Aim: Copy out the final stretch of the listing: the line that contains "Place one keypoint on each instance of the short sleeve" and all lines after it, exactly as they appear.

Stored records:
-*-*-
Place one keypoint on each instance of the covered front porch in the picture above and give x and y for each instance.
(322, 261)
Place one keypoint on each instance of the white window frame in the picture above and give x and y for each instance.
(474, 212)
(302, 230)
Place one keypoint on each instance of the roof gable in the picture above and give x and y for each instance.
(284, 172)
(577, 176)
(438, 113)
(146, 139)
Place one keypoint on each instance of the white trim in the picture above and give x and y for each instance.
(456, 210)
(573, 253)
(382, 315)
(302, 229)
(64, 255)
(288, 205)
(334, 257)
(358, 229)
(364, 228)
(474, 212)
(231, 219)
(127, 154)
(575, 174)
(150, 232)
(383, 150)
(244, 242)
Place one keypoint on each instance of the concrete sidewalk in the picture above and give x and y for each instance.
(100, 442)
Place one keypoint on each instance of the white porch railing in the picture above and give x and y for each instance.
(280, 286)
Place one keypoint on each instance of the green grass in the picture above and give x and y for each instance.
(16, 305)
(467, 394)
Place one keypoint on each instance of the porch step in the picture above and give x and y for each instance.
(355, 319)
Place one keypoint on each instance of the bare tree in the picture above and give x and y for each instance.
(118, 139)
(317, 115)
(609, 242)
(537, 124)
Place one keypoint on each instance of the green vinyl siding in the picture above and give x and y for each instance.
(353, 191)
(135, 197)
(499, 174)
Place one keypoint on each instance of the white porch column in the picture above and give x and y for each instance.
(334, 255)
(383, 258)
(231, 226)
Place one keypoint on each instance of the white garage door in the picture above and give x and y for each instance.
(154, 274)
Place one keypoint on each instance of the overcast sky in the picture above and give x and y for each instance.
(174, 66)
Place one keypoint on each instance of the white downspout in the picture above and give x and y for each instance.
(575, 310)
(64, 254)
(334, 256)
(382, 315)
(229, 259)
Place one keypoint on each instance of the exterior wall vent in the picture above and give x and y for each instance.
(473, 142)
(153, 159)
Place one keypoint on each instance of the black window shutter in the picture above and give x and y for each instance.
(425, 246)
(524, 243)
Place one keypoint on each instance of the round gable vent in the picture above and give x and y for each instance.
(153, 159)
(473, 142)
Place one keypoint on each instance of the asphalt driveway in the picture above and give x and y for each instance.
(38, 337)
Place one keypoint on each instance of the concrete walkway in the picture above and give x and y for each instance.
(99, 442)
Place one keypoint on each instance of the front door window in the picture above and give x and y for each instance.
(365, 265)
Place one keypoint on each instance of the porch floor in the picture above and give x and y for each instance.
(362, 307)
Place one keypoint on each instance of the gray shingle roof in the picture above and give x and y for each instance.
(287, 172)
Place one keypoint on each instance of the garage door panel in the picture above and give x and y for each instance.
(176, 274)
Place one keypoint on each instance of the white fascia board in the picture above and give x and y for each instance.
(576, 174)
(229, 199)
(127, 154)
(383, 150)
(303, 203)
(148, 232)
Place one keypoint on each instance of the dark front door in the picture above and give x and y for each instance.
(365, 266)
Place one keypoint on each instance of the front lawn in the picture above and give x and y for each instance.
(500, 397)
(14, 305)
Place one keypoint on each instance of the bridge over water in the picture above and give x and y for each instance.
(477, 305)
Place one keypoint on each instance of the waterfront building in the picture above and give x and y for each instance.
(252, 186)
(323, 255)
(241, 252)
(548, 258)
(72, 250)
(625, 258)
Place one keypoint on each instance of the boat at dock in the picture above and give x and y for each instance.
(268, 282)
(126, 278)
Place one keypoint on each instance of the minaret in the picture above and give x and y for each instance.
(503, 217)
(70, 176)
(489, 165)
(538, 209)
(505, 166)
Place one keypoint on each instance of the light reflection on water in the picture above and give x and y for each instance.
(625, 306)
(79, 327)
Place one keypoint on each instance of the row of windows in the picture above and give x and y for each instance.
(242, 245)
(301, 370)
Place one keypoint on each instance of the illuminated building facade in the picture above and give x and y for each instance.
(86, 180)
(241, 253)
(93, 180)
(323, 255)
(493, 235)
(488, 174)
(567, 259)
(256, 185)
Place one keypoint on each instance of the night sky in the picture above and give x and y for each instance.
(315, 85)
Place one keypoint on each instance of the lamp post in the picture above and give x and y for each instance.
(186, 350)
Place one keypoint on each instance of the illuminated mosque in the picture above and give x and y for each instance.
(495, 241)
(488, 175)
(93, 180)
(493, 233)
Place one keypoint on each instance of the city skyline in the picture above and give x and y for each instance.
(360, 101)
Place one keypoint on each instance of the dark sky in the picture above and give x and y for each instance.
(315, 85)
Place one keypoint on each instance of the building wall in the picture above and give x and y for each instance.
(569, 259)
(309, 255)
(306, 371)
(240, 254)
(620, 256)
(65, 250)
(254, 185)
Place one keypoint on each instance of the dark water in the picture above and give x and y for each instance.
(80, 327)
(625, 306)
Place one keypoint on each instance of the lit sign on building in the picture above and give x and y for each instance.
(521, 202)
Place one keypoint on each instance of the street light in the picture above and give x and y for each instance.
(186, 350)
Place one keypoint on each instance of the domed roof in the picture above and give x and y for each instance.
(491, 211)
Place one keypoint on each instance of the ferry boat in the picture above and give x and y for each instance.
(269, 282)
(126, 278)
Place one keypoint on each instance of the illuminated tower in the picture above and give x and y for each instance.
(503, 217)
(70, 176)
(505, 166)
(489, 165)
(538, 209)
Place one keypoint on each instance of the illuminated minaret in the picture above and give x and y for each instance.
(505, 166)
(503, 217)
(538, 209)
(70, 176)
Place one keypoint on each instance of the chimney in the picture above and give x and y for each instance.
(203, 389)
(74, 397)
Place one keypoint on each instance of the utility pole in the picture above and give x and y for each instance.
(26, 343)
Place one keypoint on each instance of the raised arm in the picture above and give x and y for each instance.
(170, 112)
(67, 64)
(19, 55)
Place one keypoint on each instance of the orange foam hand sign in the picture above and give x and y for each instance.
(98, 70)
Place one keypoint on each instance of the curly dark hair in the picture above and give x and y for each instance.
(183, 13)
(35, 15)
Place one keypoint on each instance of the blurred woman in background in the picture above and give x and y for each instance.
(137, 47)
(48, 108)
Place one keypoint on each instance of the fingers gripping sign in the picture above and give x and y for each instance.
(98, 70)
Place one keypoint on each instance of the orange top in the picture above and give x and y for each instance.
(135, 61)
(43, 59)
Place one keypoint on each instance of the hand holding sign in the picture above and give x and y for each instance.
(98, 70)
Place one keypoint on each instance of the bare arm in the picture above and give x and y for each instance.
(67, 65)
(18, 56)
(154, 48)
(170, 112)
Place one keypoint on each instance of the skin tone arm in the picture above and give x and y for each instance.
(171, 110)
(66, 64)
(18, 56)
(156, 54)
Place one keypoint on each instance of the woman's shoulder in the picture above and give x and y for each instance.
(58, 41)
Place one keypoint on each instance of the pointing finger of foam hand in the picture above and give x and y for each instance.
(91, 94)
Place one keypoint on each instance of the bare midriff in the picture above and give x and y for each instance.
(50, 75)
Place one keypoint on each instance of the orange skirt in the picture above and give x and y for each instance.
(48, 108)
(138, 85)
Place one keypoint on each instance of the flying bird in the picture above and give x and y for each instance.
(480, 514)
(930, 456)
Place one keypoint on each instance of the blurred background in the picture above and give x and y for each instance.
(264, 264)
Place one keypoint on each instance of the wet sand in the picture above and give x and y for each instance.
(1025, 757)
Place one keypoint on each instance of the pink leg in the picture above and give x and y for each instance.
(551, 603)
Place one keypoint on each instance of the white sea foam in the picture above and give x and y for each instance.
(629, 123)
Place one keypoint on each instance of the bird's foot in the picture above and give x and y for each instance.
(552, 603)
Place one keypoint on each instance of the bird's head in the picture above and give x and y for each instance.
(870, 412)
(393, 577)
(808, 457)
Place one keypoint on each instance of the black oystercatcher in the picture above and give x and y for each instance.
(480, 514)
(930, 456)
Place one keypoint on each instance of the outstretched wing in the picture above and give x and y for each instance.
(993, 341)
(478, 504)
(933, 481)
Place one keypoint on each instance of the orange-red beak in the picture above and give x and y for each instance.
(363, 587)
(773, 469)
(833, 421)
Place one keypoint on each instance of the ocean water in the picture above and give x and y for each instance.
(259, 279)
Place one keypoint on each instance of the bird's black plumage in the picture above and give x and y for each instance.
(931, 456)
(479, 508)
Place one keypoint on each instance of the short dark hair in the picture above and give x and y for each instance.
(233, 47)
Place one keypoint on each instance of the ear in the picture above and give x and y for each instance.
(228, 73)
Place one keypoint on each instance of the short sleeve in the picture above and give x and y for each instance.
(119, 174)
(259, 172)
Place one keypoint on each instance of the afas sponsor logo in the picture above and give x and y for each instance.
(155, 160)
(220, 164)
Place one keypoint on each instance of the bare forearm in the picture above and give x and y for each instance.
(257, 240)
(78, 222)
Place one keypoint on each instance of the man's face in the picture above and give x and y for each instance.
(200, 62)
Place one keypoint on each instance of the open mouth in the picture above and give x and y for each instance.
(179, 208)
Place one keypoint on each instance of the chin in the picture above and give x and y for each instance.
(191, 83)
-*-*-
Final result:
Place one keypoint on each instance of the short sleeve in the picture above and give x and y for each instance.
(119, 174)
(259, 172)
Place one keypoint on each instance of the afas sponsor logo in the picture above and give x and y for each instance.
(155, 160)
(220, 164)
Place one keypoint on each instance of the bare forearm in the picture above and give x and y for each instance.
(257, 240)
(78, 222)
Place one keypoint on each instance of the man's face in the picture above and give x and y for each instance.
(200, 62)
Place one keypoint on each instance of the open mouth in the picture above and give x and y for each instance.
(179, 208)
Place one keypoint on each instance of the chin in the picture above and give x and y for each instance.
(191, 83)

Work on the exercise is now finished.